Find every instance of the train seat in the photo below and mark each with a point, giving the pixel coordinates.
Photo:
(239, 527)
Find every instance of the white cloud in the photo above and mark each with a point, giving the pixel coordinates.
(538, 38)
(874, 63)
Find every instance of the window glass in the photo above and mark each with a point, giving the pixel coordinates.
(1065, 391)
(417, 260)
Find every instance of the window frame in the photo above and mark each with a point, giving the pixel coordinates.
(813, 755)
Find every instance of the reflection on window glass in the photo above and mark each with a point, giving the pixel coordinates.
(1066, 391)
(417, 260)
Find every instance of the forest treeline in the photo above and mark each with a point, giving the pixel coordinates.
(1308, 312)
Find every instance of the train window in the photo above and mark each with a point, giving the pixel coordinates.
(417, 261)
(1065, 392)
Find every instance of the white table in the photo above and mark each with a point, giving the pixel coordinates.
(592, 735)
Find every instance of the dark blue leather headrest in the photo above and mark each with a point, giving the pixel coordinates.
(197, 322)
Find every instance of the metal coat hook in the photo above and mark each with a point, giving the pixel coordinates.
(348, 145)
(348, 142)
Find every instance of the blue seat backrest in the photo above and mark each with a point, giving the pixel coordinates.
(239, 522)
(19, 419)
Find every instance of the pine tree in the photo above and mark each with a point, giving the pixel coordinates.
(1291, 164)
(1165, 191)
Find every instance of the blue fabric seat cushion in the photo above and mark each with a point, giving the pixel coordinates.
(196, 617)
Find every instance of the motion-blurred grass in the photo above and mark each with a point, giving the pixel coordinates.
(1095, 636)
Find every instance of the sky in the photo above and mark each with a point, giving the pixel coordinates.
* * * * * * *
*TASK GOAL*
Write out the listing above word for word, starting from its first line and ending with the line that contains "(1095, 636)", including that line.

*THE RESPONSE*
Find every instance of the train seat in the photo below and mark each with a point, giving the pixel coordinates.
Photo:
(239, 527)
Find every instance of the white cloud in the photo above and mark each with a point, giving the pixel coordinates.
(538, 38)
(874, 63)
Find every instance of the window glass in the photo above and mark each with a point, giving the pixel coordinates.
(1065, 391)
(417, 260)
Find every instance of the window frame in the photo above and mark each with a point, giving the pixel coordinates.
(813, 755)
Find every instance of the reflection on window glass in the photo above and mark each with a point, giving the pixel coordinates.
(1066, 391)
(417, 260)
Find every instance of the forest treeline in the photo above and mark each with a point, giving the pixel coordinates.
(1308, 312)
Find every instance of the train window in the photo above and mark each with a point, giving the pixel coordinates.
(417, 261)
(1065, 392)
Find every instance of the white table in the photo above and mark each with a point, giving the pixel coordinates.
(592, 735)
Find every instance of the dark blue leather headrest in the photo above and mark each with a point, giving the pixel coordinates.
(197, 322)
Find every instance of the metal coat hook in the photo above and mark each with a point, giving the pixel coordinates.
(348, 145)
(348, 142)
Find every instance of the blue seat backrest in the photo above and mark each with a point, giving the pixel coordinates.
(239, 522)
(19, 419)
Find every instance of the pine tree in the photo above and mark each with a point, giving the pixel coordinates.
(1291, 164)
(1165, 191)
Find every instance of the blue fabric seat cushion in the photo above and mark each with a point, giving the pixel coordinates.
(196, 617)
Find every instance of the motion-blurred grass in the photo above and mark each with a point, giving the pixel coordinates.
(1095, 636)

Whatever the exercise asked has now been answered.